### Assignment
If a line in the data contains "pomegranate", copy it out.

(Supplied material)

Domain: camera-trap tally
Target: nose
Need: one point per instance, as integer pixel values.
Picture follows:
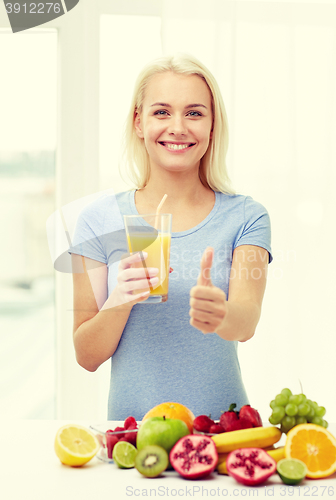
(177, 125)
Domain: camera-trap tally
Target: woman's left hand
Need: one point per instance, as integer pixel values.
(208, 304)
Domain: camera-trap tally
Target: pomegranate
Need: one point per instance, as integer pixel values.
(250, 466)
(194, 456)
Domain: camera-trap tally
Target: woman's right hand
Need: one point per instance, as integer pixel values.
(132, 277)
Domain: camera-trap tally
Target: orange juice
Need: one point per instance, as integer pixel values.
(158, 248)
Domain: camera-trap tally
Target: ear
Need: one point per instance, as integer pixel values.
(138, 125)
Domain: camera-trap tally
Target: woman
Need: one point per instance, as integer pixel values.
(183, 350)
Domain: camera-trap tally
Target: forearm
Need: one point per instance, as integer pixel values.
(96, 339)
(240, 321)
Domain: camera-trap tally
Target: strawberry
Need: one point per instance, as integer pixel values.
(130, 437)
(202, 423)
(119, 429)
(111, 440)
(130, 421)
(251, 415)
(229, 419)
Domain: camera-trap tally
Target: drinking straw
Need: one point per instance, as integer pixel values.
(158, 211)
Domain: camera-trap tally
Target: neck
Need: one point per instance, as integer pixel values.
(182, 190)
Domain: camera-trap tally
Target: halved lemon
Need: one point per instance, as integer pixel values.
(75, 445)
(315, 446)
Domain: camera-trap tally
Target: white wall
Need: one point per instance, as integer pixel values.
(275, 63)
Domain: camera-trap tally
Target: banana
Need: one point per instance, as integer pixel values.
(257, 437)
(276, 453)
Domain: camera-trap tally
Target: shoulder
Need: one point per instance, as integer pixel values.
(104, 203)
(240, 202)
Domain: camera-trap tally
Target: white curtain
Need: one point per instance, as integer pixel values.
(276, 66)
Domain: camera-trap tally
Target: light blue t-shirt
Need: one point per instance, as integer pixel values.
(160, 356)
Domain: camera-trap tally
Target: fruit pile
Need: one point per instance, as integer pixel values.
(239, 445)
(290, 410)
(230, 420)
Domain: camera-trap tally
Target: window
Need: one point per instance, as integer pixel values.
(27, 175)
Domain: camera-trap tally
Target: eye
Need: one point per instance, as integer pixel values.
(195, 113)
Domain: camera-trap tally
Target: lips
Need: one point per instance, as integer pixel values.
(176, 146)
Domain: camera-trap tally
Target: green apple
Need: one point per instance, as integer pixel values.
(164, 432)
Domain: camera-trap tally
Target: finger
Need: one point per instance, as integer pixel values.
(203, 316)
(140, 297)
(203, 327)
(130, 286)
(208, 306)
(207, 293)
(204, 277)
(133, 273)
(132, 259)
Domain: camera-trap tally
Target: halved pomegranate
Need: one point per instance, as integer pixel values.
(194, 456)
(250, 466)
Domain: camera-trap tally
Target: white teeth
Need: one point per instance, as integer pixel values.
(176, 146)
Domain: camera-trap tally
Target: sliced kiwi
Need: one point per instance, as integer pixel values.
(151, 460)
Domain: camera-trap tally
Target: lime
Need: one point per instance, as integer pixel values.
(124, 454)
(291, 470)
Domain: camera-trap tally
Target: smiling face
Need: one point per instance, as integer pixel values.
(176, 121)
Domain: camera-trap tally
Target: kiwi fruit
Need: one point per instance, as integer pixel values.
(151, 460)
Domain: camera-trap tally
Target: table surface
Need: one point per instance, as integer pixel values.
(30, 470)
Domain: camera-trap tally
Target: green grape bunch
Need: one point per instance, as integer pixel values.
(290, 409)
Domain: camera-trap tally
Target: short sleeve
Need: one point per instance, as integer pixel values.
(257, 227)
(87, 238)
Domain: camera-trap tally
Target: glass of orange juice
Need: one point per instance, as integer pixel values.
(151, 233)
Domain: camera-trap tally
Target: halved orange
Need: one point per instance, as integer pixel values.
(315, 446)
(172, 410)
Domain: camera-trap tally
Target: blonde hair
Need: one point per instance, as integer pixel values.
(213, 171)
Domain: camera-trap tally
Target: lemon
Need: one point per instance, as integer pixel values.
(75, 445)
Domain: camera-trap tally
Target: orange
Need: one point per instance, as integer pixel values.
(315, 446)
(172, 410)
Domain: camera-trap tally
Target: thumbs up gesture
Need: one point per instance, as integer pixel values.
(208, 305)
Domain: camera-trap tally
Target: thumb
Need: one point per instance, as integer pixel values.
(204, 277)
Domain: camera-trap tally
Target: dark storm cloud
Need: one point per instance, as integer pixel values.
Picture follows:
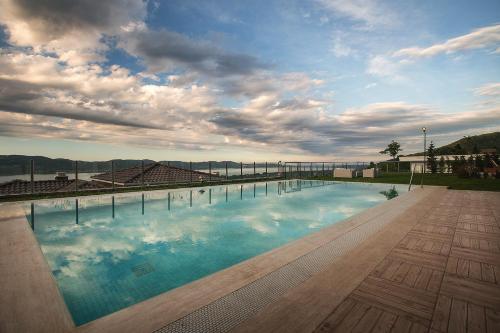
(56, 17)
(163, 50)
(26, 98)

(End Supplied material)

### Response to the exercise
Target: pomegranate
Target: halved pomegranate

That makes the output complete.